==== Material provided ====
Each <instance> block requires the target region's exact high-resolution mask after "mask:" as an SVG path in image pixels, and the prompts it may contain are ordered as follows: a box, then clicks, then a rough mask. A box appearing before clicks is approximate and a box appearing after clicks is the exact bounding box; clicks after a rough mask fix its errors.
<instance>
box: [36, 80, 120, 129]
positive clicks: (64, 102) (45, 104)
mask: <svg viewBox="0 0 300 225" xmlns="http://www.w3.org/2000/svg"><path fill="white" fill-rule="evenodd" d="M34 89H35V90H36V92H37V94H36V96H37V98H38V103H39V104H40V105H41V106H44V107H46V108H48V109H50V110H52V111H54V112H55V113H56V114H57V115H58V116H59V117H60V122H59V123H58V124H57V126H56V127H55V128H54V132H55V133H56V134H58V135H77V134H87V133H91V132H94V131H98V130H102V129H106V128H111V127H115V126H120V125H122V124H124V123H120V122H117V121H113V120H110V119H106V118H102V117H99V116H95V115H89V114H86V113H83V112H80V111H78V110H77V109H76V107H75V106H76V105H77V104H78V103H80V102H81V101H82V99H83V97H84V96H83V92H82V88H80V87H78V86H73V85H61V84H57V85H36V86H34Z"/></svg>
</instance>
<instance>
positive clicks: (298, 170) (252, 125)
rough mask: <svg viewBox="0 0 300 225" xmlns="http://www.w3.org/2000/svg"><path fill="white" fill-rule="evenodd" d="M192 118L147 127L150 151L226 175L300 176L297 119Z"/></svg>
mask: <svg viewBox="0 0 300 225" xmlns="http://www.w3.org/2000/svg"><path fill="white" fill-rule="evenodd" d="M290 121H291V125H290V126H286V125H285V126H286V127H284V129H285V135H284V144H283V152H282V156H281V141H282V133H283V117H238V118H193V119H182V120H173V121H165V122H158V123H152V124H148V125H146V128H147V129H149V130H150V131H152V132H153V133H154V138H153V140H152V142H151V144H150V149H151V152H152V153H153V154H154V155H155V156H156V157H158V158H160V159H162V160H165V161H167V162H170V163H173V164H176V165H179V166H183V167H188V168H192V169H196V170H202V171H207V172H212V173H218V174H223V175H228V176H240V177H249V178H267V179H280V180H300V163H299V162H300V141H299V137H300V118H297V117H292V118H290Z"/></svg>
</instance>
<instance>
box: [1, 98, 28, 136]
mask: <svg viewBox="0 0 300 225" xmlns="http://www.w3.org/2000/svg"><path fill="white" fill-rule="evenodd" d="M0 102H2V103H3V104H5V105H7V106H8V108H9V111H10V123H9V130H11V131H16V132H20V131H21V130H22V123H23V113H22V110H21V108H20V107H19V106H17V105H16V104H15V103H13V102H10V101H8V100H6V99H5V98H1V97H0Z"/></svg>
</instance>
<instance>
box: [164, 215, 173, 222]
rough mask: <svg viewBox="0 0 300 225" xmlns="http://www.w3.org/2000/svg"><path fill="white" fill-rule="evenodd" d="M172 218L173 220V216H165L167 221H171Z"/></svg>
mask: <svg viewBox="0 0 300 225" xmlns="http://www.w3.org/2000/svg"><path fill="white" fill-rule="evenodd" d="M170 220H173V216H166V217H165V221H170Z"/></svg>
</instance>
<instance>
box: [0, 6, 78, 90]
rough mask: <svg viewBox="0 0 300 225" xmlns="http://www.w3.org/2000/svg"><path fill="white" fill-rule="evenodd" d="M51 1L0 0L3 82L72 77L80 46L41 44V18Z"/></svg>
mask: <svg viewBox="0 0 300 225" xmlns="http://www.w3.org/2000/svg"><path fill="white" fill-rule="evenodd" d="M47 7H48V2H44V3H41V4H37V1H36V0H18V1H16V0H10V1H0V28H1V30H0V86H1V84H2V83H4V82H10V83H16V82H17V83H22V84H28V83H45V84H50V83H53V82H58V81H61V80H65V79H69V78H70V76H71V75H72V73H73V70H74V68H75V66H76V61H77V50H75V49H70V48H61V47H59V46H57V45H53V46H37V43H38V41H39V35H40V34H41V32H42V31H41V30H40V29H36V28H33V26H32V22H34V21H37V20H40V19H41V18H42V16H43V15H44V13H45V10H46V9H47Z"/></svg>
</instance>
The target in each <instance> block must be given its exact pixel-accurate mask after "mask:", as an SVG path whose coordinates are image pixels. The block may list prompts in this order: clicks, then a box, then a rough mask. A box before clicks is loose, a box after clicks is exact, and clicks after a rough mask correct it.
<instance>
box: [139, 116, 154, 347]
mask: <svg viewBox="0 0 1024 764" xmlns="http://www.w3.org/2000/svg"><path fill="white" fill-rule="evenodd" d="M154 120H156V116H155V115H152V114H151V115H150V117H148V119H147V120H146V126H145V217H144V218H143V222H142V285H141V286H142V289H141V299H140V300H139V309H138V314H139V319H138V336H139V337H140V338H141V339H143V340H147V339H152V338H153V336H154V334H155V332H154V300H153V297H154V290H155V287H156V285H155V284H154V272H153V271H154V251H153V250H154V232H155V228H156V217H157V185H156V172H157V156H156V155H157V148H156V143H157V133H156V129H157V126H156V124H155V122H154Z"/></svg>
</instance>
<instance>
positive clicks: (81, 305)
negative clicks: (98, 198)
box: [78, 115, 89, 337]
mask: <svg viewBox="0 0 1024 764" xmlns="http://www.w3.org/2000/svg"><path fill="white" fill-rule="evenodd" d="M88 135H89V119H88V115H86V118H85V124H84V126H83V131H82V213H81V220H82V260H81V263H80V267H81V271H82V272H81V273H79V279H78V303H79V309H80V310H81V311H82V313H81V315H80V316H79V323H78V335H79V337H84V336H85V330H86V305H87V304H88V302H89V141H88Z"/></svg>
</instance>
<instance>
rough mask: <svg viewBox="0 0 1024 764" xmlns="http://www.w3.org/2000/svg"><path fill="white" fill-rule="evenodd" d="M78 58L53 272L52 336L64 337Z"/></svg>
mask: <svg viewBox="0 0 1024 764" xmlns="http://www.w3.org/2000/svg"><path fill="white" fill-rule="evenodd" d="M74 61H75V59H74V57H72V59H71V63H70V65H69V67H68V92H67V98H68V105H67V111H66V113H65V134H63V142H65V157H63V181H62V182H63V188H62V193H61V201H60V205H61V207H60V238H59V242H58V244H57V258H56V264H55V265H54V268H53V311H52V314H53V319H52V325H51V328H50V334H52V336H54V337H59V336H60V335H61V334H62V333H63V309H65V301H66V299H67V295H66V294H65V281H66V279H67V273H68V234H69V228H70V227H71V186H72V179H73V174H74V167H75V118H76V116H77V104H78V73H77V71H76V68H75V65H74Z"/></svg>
====
» To do
Your task is to copy every entry above, exactly as written.

» Result of the exercise
Each <instance> block requires the target region's exact high-resolution mask after "mask:" as an SVG path in image pixels, and the prompts it may contain are ordered as follows: a box, then clicks, then a rough mask. A box appearing before clicks is approximate and a box appearing after clicks is the exact bounding box; clicks after a rough mask fix its errors.
<instance>
box: [36, 80, 120, 129]
positive clicks: (64, 102) (45, 104)
mask: <svg viewBox="0 0 300 225" xmlns="http://www.w3.org/2000/svg"><path fill="white" fill-rule="evenodd" d="M34 89H35V90H36V92H37V94H36V96H37V98H38V103H39V104H40V105H41V106H44V107H46V108H48V109H50V110H52V111H54V112H55V113H56V114H57V115H58V116H59V117H60V122H59V123H58V124H57V126H56V127H55V128H54V132H55V133H56V134H58V135H77V134H87V133H91V132H94V131H98V130H102V129H106V128H111V127H115V126H120V125H122V124H124V123H120V122H117V121H113V120H110V119H106V118H102V117H99V116H95V115H89V114H86V113H83V112H80V111H78V110H77V109H76V107H75V106H76V105H77V104H78V103H80V102H81V101H82V99H83V97H84V96H83V92H82V88H80V87H78V86H73V85H61V84H57V85H36V86H34Z"/></svg>
</instance>
<instance>
positive clicks: (298, 170) (252, 125)
rough mask: <svg viewBox="0 0 300 225" xmlns="http://www.w3.org/2000/svg"><path fill="white" fill-rule="evenodd" d="M192 118L147 127L150 151L226 175L300 176L297 119Z"/></svg>
mask: <svg viewBox="0 0 300 225" xmlns="http://www.w3.org/2000/svg"><path fill="white" fill-rule="evenodd" d="M290 121H291V125H290V126H286V125H285V126H286V127H284V129H285V135H284V144H283V152H282V156H281V141H282V133H283V117H238V118H193V119H182V120H173V121H165V122H158V123H152V124H148V125H146V128H147V129H149V130H150V131H152V132H153V133H154V138H153V140H152V142H151V144H150V149H151V152H152V153H153V154H154V155H155V156H156V157H158V158H160V159H162V160H165V161H167V162H170V163H173V164H176V165H179V166H183V167H188V168H192V169H196V170H202V171H207V172H212V173H218V174H223V175H228V176H240V177H249V178H267V179H280V180H300V163H299V162H300V141H299V137H300V118H297V117H292V118H290Z"/></svg>
</instance>
<instance>
box: [1, 98, 28, 136]
mask: <svg viewBox="0 0 300 225" xmlns="http://www.w3.org/2000/svg"><path fill="white" fill-rule="evenodd" d="M0 102H2V103H3V104H5V105H7V106H8V108H9V111H10V123H9V130H11V131H16V132H20V131H21V130H22V123H23V113H22V110H21V108H20V107H19V106H17V105H16V104H15V103H13V102H10V101H8V100H6V99H5V98H1V97H0Z"/></svg>
</instance>
<instance>
box: [164, 215, 173, 222]
rough mask: <svg viewBox="0 0 300 225" xmlns="http://www.w3.org/2000/svg"><path fill="white" fill-rule="evenodd" d="M172 218L173 220V216H165L167 221H171Z"/></svg>
mask: <svg viewBox="0 0 300 225" xmlns="http://www.w3.org/2000/svg"><path fill="white" fill-rule="evenodd" d="M170 220H173V216H166V217H165V221H170Z"/></svg>
</instance>
<instance>
box: [0, 6, 78, 90]
rough mask: <svg viewBox="0 0 300 225" xmlns="http://www.w3.org/2000/svg"><path fill="white" fill-rule="evenodd" d="M51 1L0 0L3 82L72 77L80 46L41 44V18Z"/></svg>
mask: <svg viewBox="0 0 300 225" xmlns="http://www.w3.org/2000/svg"><path fill="white" fill-rule="evenodd" d="M47 7H48V2H44V3H41V4H37V1H36V0H18V1H16V0H10V1H0V28H1V30H0V86H1V84H2V83H4V82H10V83H16V82H17V83H22V84H28V83H45V84H50V83H53V82H58V81H61V80H65V79H69V78H70V76H71V75H72V73H73V70H74V68H75V66H76V61H77V50H75V49H70V48H61V47H59V46H57V45H53V46H37V43H38V41H39V35H40V34H41V32H42V31H41V30H40V29H36V28H33V26H32V22H34V21H37V20H40V19H41V18H42V16H43V15H44V13H45V10H46V9H47Z"/></svg>
</instance>
The target in each <instance> block must be given its exact pixel-accurate mask after "mask:", as an SVG path whose coordinates are image pixels. The block may list prompts in this order: clicks, then a box, then a rough mask. A box before clicks is loose, a box after clicks is exact, and clicks after a rough mask correct it.
<instance>
box: [139, 116, 154, 347]
mask: <svg viewBox="0 0 1024 764" xmlns="http://www.w3.org/2000/svg"><path fill="white" fill-rule="evenodd" d="M154 120H156V116H155V115H152V114H151V115H150V117H148V119H147V120H146V126H145V217H144V218H143V222H142V285H141V286H142V289H141V299H140V300H139V309H138V314H139V319H138V336H139V337H140V338H141V339H143V340H147V339H152V338H153V336H154V334H155V332H154V300H153V297H154V290H155V287H156V285H155V284H154V272H153V271H154V251H153V250H154V232H155V228H156V217H157V185H156V172H157V156H156V155H157V148H156V143H157V133H156V129H157V126H156V124H155V122H154Z"/></svg>
</instance>
<instance>
positive clicks: (81, 305)
negative clicks: (98, 198)
box: [78, 115, 89, 337]
mask: <svg viewBox="0 0 1024 764" xmlns="http://www.w3.org/2000/svg"><path fill="white" fill-rule="evenodd" d="M88 135H89V119H88V115H86V118H85V124H84V126H83V131H82V213H81V220H82V260H81V263H80V267H81V271H82V272H81V273H79V279H78V303H79V309H80V310H81V311H82V313H81V315H80V316H79V323H78V335H79V337H84V336H85V330H86V305H87V304H88V302H89V141H88Z"/></svg>
</instance>
<instance>
rough mask: <svg viewBox="0 0 1024 764" xmlns="http://www.w3.org/2000/svg"><path fill="white" fill-rule="evenodd" d="M78 58L53 272L52 336L64 337Z"/></svg>
mask: <svg viewBox="0 0 1024 764" xmlns="http://www.w3.org/2000/svg"><path fill="white" fill-rule="evenodd" d="M74 61H75V59H74V57H72V59H71V63H70V65H69V67H68V92H67V98H68V105H67V111H66V113H65V134H63V142H65V157H63V181H62V182H63V188H62V193H61V201H60V205H61V207H60V238H59V242H58V244H57V258H56V264H55V265H54V268H53V311H52V314H53V319H52V325H51V328H50V334H52V336H54V337H59V336H60V335H61V334H62V333H63V309H65V301H66V299H67V295H66V294H65V281H66V279H67V273H68V234H69V228H70V227H71V186H72V179H73V174H74V167H75V118H76V116H77V104H78V73H77V71H76V68H75V65H74Z"/></svg>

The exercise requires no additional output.